● **Data excerpts**:
-----

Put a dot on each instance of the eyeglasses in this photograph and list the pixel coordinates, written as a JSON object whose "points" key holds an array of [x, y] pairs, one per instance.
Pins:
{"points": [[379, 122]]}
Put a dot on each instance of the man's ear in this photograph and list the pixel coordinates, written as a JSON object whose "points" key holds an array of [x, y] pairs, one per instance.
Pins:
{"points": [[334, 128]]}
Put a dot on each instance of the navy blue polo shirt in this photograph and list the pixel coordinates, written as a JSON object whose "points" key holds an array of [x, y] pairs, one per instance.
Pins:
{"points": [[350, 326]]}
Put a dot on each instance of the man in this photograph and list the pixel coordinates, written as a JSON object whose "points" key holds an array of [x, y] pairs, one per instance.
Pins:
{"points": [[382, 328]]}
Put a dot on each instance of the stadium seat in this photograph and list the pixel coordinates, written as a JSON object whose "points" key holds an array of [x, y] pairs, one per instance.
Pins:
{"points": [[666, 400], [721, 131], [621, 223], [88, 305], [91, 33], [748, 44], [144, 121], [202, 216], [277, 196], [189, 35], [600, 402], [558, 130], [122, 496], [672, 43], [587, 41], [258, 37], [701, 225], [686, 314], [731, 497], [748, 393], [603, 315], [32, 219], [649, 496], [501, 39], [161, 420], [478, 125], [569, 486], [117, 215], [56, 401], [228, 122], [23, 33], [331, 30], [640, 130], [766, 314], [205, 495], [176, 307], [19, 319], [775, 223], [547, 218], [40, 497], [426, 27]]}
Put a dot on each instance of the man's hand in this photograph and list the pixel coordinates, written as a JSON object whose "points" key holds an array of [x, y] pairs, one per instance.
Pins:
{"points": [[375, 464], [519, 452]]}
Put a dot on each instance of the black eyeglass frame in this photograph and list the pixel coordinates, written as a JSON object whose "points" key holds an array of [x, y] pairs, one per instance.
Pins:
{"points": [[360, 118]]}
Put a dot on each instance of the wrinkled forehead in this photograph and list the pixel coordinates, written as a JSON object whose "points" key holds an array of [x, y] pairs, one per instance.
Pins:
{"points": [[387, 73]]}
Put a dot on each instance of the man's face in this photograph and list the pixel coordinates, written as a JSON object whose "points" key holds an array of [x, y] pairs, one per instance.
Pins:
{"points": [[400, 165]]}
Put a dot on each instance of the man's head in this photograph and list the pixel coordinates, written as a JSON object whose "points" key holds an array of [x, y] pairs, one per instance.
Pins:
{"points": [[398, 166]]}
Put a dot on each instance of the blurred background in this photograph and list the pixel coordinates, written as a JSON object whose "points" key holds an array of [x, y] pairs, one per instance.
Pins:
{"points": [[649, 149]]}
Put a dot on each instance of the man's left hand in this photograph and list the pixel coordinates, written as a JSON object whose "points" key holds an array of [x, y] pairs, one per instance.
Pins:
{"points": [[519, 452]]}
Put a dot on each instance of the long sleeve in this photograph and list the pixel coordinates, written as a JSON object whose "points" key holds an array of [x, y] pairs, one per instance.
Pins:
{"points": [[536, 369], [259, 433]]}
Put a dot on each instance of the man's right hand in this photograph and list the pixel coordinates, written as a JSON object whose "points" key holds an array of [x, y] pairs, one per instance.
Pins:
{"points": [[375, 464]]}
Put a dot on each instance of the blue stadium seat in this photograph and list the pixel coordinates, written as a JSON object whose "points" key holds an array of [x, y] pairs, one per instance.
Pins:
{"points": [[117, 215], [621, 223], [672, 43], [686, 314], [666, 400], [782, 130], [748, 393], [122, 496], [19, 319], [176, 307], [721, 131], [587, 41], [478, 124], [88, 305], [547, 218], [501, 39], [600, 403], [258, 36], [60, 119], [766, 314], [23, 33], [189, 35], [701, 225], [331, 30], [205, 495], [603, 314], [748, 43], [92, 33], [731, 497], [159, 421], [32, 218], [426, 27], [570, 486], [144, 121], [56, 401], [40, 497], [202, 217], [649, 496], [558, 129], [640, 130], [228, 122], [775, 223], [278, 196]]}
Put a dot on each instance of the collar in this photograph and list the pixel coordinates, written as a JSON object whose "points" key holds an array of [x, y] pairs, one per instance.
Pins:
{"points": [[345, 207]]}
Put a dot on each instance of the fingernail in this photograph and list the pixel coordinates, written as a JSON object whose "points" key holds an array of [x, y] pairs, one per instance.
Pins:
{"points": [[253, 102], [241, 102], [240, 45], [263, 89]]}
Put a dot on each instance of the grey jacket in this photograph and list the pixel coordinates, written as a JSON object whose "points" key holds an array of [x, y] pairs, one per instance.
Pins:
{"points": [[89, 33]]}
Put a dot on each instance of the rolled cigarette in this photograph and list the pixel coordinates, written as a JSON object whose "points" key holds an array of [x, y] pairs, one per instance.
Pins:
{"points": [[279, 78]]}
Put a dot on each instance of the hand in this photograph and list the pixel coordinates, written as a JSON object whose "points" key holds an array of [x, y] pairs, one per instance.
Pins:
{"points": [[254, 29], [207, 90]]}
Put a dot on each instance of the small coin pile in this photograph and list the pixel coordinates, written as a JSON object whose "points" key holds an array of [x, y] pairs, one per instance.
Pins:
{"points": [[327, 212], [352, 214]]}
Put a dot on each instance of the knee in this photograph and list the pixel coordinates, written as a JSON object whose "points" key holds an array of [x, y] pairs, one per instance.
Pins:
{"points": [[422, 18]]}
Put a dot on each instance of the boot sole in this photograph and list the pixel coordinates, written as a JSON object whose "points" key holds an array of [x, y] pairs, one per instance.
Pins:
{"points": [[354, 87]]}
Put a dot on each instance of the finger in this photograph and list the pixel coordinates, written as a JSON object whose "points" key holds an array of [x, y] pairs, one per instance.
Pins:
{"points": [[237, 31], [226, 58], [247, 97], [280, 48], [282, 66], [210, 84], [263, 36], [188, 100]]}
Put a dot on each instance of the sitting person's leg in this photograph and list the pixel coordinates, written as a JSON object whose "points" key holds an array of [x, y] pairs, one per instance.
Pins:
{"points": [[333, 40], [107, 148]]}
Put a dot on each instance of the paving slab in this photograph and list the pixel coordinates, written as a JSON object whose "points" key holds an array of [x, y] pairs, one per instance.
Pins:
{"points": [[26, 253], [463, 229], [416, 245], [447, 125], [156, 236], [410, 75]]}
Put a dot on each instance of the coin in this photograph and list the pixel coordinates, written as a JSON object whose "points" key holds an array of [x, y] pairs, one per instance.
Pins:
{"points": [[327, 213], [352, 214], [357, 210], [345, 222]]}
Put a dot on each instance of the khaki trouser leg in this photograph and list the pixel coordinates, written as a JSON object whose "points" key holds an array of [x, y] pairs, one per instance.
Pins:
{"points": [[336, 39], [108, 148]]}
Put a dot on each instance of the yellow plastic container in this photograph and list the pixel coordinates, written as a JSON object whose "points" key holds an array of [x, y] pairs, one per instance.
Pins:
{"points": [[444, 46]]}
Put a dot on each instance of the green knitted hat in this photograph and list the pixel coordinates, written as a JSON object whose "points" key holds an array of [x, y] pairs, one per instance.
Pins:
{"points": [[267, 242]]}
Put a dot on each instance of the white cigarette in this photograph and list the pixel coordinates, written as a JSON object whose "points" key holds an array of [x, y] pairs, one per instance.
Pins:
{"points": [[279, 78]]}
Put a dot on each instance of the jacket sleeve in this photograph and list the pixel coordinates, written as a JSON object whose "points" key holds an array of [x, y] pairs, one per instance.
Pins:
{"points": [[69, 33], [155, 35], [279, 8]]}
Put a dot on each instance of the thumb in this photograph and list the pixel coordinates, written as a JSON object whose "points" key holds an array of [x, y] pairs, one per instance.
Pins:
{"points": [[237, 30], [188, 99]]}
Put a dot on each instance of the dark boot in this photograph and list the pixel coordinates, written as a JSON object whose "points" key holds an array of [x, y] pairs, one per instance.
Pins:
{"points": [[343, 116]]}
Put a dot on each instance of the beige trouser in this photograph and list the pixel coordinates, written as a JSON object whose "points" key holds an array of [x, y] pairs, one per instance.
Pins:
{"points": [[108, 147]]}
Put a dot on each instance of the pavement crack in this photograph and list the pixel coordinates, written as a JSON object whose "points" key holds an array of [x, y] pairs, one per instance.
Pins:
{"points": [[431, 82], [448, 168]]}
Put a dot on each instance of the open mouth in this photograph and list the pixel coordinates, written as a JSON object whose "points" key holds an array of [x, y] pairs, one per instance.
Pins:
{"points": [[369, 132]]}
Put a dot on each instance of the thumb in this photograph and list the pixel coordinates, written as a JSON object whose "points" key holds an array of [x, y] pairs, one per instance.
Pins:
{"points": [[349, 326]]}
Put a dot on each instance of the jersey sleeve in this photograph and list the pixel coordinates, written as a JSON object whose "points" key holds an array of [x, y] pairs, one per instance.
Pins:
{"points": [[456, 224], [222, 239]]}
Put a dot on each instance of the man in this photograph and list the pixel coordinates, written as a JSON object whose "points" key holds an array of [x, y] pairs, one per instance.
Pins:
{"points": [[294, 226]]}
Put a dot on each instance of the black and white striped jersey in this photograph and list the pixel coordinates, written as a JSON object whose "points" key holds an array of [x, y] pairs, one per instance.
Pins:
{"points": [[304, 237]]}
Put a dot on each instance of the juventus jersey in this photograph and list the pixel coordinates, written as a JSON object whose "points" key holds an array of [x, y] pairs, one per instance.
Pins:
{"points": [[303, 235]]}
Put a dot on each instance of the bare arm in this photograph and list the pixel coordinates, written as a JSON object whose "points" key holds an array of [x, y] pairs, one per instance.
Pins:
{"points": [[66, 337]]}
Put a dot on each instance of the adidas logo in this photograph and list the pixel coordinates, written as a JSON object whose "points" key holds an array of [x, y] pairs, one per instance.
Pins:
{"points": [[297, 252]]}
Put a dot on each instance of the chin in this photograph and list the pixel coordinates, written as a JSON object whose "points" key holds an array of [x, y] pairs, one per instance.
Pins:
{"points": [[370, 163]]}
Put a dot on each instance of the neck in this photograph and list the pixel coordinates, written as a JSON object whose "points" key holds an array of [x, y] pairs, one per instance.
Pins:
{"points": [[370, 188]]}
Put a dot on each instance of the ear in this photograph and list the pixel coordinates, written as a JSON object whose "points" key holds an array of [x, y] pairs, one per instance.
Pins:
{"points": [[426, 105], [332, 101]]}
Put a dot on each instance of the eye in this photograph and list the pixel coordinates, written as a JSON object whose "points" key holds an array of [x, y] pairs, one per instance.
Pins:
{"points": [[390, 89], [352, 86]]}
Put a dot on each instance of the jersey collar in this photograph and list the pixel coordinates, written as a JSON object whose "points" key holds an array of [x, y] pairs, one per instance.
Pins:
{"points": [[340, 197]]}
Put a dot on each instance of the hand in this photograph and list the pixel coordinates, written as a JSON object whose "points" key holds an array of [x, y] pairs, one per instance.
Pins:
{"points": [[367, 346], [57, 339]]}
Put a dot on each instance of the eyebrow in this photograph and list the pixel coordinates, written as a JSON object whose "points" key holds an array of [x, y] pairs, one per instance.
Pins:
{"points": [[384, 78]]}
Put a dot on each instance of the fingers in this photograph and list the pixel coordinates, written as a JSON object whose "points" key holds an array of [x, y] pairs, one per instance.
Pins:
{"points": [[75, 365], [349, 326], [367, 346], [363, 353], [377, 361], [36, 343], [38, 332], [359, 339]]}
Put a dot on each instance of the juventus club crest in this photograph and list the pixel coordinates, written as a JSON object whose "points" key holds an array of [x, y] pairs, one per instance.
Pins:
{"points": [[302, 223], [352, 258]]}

-----

● **What needs to be done**: Return each line exactly, beginning at the start of the material above and ending at the line that includes "Put a dot on each instance of the stadium", with both of those kept.

● **Your solution**:
Put a dot on each instance of the eyeglasses in this photograph and list the pixel coordinates, written as a JSON object whose "points" key holds an array of [x, y] pairs, one per instance.
Pins:
{"points": [[379, 122]]}
Put a dot on each instance of the man's ear in this photograph and list the pixel coordinates, written as a JSON object whose "points" key holds an array of [x, y] pairs, one per instance.
Pins:
{"points": [[334, 128]]}
Put a dot on each instance of the navy blue polo shirt in this photograph and list the pixel coordinates, written as a JSON object whose "points" key holds an array of [x, y] pairs, one per instance.
Pins:
{"points": [[350, 326]]}
Put a dot on each instance of the man in this photograph and list the pixel coordinates, written as a JSON object whose "points" key holds an array of [x, y] pairs, one per instance.
Pins:
{"points": [[382, 328]]}
Put a dot on each instance of the stadium seat in this photograph and list the pixel coordinates, written as a JSON object whose "points" key holds an array of [x, y] pairs, one per instance.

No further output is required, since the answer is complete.